> _Exercises_
A – In the piece on the back-alley abortion argument, what anniversary was observed the day before it was written?
B – Extend the piece on the back-alley abortion argument, picking up right after its final sentence.

+++ Reading text +++

The Back-Alley Abortion Argument
IN OBSERVANCE of yesterday’s 40th anniversary of Roe v. Wade, Kate Manning writes about the many gruesome things, such as throwing themselves down stairs and ingesting lye, that women did to themselves to kill their unborn children in the days before legal abortion.
One can have sympathy for the women who thought they could not endure giving birth or having a child and suffered for it, and yet also realize that the Back-Alley Argument for legal abortion, employed here by Manning, is extremely weak. It is shocking how prevalent it is.

+++ Source information +++

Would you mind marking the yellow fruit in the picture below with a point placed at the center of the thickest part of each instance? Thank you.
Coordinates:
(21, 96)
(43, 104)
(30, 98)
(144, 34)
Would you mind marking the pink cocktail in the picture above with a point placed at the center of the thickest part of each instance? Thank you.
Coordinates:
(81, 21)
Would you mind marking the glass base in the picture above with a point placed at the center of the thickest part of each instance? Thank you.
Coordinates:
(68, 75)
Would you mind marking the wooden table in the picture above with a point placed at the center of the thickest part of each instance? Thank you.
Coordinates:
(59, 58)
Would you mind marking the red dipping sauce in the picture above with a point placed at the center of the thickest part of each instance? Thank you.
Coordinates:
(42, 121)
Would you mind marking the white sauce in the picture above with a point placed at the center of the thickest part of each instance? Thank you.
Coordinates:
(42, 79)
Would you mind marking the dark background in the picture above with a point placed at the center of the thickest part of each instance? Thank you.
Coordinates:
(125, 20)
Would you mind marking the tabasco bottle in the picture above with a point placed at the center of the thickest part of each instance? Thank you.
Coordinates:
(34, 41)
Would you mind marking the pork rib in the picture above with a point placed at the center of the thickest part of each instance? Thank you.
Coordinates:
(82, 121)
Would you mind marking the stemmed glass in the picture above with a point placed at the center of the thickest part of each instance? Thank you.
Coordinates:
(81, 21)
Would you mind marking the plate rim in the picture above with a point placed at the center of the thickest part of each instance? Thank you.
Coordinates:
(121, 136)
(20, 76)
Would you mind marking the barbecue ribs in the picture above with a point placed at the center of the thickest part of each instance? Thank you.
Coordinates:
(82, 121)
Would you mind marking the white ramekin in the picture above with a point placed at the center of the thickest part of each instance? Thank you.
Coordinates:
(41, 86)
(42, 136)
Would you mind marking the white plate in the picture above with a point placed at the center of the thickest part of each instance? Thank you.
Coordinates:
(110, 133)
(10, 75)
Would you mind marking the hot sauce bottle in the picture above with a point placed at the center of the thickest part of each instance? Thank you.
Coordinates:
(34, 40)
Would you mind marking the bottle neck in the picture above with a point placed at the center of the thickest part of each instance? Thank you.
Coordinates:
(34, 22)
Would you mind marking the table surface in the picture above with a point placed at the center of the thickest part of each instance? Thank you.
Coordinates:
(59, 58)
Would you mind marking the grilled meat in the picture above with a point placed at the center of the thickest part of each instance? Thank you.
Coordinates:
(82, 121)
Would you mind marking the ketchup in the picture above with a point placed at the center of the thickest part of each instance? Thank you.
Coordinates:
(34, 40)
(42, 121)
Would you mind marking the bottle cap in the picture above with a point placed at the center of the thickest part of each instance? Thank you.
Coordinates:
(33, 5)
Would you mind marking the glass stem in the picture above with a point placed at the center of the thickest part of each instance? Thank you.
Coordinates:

+++

> _Answers for this exercise_
A – The 40th anniversary of Roe v. Wade.

B –
Manning fails to note that whatever horrors these women inflicted on themselves, they typically had more severe consequences for the fetuses involved. The same holds true of legal abortion. It is a procedure that always ends in one fatality. Also, these women generally were not forced to injure themselves. Before there was legal, clinical abortion, many women resolved their distress over an expected pregnancy the easy way: by giving birth. The Back-Alley Abortion Argument presumes there is no way out. Third, there has always been a fail-safe way to avoid pregnancy itself. It’s called chastity, which has many positive benefits. Finally, Manning fails to note that women have been physically and psychologically harmed by legal abortion. See the Coalition on Abortion/Breast Cancer’s explanation of how abortion increases a woman’s risk of breast cancer. Aside from the depression women often experience after abortion, there are indirect psychological consequences. Abortion has loosened the ties and interdependence between man and woman, exposing both to soul-crushing emptiness.
Pregnancy is never simply a physical event. It is a spiritual event too.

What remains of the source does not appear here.